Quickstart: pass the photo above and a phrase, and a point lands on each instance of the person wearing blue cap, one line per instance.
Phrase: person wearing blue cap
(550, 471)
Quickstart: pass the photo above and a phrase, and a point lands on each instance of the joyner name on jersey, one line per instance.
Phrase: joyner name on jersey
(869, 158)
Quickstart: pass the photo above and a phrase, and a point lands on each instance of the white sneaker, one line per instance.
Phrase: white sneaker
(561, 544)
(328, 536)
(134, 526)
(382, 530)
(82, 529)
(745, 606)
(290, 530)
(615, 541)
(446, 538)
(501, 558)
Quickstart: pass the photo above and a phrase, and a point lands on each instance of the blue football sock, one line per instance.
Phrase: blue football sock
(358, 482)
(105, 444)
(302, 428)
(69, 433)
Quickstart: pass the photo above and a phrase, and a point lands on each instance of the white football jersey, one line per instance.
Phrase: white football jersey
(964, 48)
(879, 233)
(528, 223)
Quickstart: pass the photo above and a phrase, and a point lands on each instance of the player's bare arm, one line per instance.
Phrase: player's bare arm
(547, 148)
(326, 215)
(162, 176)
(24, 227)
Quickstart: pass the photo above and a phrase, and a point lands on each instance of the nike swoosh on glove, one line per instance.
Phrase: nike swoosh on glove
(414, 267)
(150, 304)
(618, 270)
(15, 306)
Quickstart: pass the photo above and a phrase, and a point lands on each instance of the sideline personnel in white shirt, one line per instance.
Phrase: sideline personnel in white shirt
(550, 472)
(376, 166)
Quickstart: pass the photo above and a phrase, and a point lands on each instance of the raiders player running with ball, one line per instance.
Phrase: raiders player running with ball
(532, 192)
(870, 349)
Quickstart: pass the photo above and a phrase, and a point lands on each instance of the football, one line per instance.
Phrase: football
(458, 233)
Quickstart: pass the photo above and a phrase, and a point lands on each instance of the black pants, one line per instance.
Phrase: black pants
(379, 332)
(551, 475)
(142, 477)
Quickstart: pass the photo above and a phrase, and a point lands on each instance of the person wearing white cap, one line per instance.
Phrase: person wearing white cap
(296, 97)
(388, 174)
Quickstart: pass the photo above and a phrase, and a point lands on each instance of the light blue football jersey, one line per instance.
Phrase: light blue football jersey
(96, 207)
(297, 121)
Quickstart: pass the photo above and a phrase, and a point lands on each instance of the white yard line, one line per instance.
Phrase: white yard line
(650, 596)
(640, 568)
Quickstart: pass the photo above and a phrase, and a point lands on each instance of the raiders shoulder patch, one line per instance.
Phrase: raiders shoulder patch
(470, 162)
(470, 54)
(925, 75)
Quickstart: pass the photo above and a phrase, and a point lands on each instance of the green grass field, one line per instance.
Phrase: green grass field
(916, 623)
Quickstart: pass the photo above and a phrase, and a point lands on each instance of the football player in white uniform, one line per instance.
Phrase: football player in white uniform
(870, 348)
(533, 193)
+ + + + +
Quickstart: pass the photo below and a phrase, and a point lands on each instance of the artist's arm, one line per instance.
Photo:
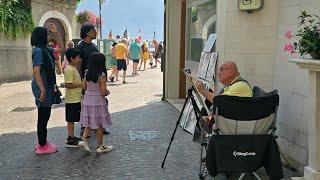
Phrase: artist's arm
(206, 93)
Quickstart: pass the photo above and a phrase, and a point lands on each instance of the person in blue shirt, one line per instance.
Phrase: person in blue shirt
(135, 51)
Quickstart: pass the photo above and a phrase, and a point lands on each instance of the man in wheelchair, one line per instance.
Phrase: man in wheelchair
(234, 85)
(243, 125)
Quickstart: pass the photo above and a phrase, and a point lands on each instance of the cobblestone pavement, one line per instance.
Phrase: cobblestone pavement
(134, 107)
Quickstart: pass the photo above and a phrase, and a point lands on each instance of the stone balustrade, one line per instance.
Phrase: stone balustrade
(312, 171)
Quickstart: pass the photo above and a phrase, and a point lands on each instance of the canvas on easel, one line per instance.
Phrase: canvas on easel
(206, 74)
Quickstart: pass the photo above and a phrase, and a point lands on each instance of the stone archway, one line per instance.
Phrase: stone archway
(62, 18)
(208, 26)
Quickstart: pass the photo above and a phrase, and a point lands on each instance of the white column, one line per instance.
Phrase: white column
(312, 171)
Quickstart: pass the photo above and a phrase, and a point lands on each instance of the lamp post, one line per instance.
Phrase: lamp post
+ + + + +
Copy out word for word everything from the line containing "column, one line per instance." down to the line containing "Phrase: lamp post", including both of those lines.

Quickstart: pass the photo above and a phrase, and a point lands on each instance of the white column, one line per instance.
Phrase: white column
(312, 171)
Quickstart: pass the photo above and a phrase, and a point lands on each instance of the lamp post, one line per instance.
Phrase: lamp post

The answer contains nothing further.